#### Source information ####

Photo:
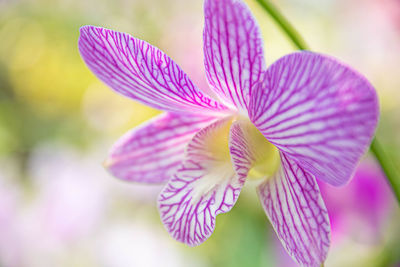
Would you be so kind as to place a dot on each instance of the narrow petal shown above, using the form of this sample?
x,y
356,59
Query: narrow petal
x,y
204,186
233,50
320,112
152,152
140,71
293,204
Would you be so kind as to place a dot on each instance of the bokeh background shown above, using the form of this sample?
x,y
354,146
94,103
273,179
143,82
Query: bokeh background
x,y
59,207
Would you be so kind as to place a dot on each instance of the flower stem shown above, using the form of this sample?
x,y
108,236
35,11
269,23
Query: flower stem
x,y
386,164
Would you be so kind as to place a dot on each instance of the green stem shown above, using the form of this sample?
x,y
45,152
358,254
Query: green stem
x,y
386,164
285,25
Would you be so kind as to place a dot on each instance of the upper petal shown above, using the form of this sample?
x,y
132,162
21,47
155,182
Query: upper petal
x,y
297,212
204,186
320,112
233,50
152,152
140,71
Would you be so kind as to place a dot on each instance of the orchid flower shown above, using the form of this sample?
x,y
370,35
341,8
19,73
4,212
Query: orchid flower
x,y
306,116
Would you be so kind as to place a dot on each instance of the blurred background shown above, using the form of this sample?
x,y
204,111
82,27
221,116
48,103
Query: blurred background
x,y
59,207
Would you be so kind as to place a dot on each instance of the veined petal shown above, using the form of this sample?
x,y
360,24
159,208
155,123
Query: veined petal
x,y
204,186
233,50
141,71
293,204
320,112
152,152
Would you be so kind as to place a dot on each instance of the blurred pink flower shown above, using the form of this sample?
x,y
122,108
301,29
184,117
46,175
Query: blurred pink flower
x,y
357,211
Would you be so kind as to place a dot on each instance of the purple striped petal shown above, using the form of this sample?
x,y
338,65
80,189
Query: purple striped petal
x,y
152,152
320,112
204,186
233,50
293,204
142,72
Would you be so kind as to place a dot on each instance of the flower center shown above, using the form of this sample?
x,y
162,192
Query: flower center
x,y
266,155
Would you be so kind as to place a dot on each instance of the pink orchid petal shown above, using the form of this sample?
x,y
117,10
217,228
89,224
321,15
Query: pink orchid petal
x,y
320,112
251,151
293,204
142,72
233,50
152,152
204,186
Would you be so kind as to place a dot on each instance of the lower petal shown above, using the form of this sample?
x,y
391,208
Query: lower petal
x,y
151,153
204,186
293,204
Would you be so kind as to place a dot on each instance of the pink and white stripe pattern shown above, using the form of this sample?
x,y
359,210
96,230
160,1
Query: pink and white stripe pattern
x,y
319,113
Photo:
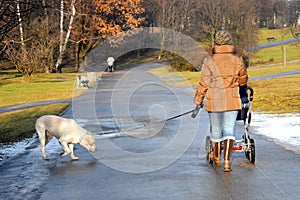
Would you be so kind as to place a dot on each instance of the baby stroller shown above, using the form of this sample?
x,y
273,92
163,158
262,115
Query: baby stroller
x,y
246,144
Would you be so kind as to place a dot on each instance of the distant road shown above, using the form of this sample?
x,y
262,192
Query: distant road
x,y
272,44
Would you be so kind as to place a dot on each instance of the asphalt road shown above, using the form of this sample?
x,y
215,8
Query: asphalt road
x,y
161,160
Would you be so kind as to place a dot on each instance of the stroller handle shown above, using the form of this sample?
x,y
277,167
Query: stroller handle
x,y
251,92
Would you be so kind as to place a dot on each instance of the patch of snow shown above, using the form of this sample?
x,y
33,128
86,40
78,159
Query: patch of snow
x,y
284,129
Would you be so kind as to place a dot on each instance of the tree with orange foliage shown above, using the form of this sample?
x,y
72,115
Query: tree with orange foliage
x,y
97,20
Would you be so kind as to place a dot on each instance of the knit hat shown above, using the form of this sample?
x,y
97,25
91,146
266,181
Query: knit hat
x,y
223,37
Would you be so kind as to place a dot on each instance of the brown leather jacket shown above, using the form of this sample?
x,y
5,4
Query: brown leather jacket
x,y
221,76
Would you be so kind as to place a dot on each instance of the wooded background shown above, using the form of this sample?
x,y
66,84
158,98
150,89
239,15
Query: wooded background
x,y
44,35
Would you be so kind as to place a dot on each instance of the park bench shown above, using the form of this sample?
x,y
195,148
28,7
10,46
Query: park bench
x,y
82,81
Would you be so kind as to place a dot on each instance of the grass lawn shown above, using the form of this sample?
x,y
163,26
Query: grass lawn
x,y
278,95
275,55
19,124
42,87
278,34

####

Exercise details:
Take the preceding listing and transcribe it exactly, skipping the pictures.

Solution below:
Photo:
Would you be so kind as to place a dot on each instance of the narrow petal shown above, using the form of this sample?
x,y
356,59
Query: narrow petal
x,y
204,186
233,50
320,112
152,152
140,71
293,204
Would you be so kind as to place a dot on each instance of the bokeh background shown above, using the form of this sample?
x,y
354,146
94,103
273,179
143,82
Query: bokeh background
x,y
59,207
Would you be so kind as to place a dot on each instance of the flower stem shown above, using the form of this sample?
x,y
108,236
35,11
269,23
Query: flower stem
x,y
386,164
Would you be so kind as to place a dot on each instance of the green stem shown above, using the form of this sample?
x,y
45,152
358,254
Query: green stem
x,y
386,164
285,25
Would you be so kind as to place a dot on each instance of the upper petal shown above, using the form of this sample?
x,y
132,162
21,47
155,182
Query: upper petal
x,y
297,212
204,186
320,112
233,50
152,152
140,71
Would you be so kind as to place a dot on each instance of the orchid flower shown above, using the form of this sample?
x,y
370,35
341,8
19,73
4,212
Query: orchid flower
x,y
306,116
Would you be so kind as to place a dot on each instance of the blurred background shown above, using the form of this sample?
x,y
204,111
82,27
221,116
48,103
Query: blurred background
x,y
59,207
Would you be so kind as to place a dot on each instance of the veined petal shown above, using the form of this sample?
x,y
360,24
159,208
155,123
Query: veined petal
x,y
204,186
233,50
141,71
293,204
320,112
152,152
Would you be so kind as to place a dot on each instance of the blurred pink flower shown above, using the form of this sample?
x,y
122,108
301,29
184,117
46,175
Query: blurred pink flower
x,y
357,211
Would you be so kind as to place a dot on each instance of the purple striped petal shown above, using the form of this sample?
x,y
338,65
80,189
Query: purple striped petal
x,y
152,152
320,112
204,186
233,50
293,204
142,72
Would you be so kind as to place a dot on each instance of the flower center shown above, using the form of this sample?
x,y
162,192
Query: flower center
x,y
266,155
Would you be so kind as to place a dot on each instance of the pink orchid petal shown above, using the form of this sample?
x,y
117,10
217,228
89,224
321,15
Query: pink orchid petal
x,y
320,112
251,151
293,204
142,72
233,50
152,152
204,186
Would you be so kind as to place a dot on each instance of the lower petal shown above, using the form of this sample?
x,y
391,208
Query: lower petal
x,y
151,153
204,186
293,204
Would you be so kind as to place a dot on each instance of the pink and white stripe pattern shown above, using the form of this sample?
x,y
359,210
96,230
160,1
Query: pink and white stripe pattern
x,y
319,113
Photo:
Would you be so kind as to place a dot on each instance of the baby stroller shown above, using the form of this sample?
x,y
273,92
163,158
262,115
Query: baby stroller
x,y
246,144
Would you be so kind as to place a dot on each instance of the distant road shown above, using the form of this sample?
x,y
262,192
Query: distant road
x,y
272,44
Would you be so kind as to place a dot on each instance of the asphalt road shown above, using the form of this sample?
x,y
215,8
Query: asphalt road
x,y
161,160
Would you be so kind as to place a dot on each instance of the stroller handle shown above, using the form of this sample?
x,y
277,167
Query: stroller handle
x,y
251,92
Would you be so kind as to place a dot on each instance of the patch of snow shown above, using the form of this sample?
x,y
33,128
86,40
78,159
Query: patch of snow
x,y
284,129
Would you be so kind as to place a dot on each instance of the tree with orange foliage shown above, using the form of this sample?
x,y
72,115
Query: tree with orange foliage
x,y
97,20
Would you be so kind as to place a dot on each instance of the knit hat shown above, using the form of this sample?
x,y
97,25
91,146
266,181
Query: knit hat
x,y
223,37
Would you be so kind as to place a dot on each instance of the brown leather jacket shown above, using the form of this sample?
x,y
5,4
Query: brown leather jacket
x,y
221,76
Would you be so kind as to place a dot on each instance of the wooded background shown above, using the form of this sample?
x,y
66,84
158,98
150,89
239,15
Query: wooded background
x,y
44,35
Would you be so kind as to place a dot on each instance of the park bench shown above, using the form of this sample?
x,y
195,148
28,7
10,46
Query: park bench
x,y
82,81
Would you be so kind as to place a dot on each instance of the grass lawn shown above, using the form of this sample?
x,y
163,26
Query: grass lawn
x,y
278,95
275,55
19,124
42,87
278,34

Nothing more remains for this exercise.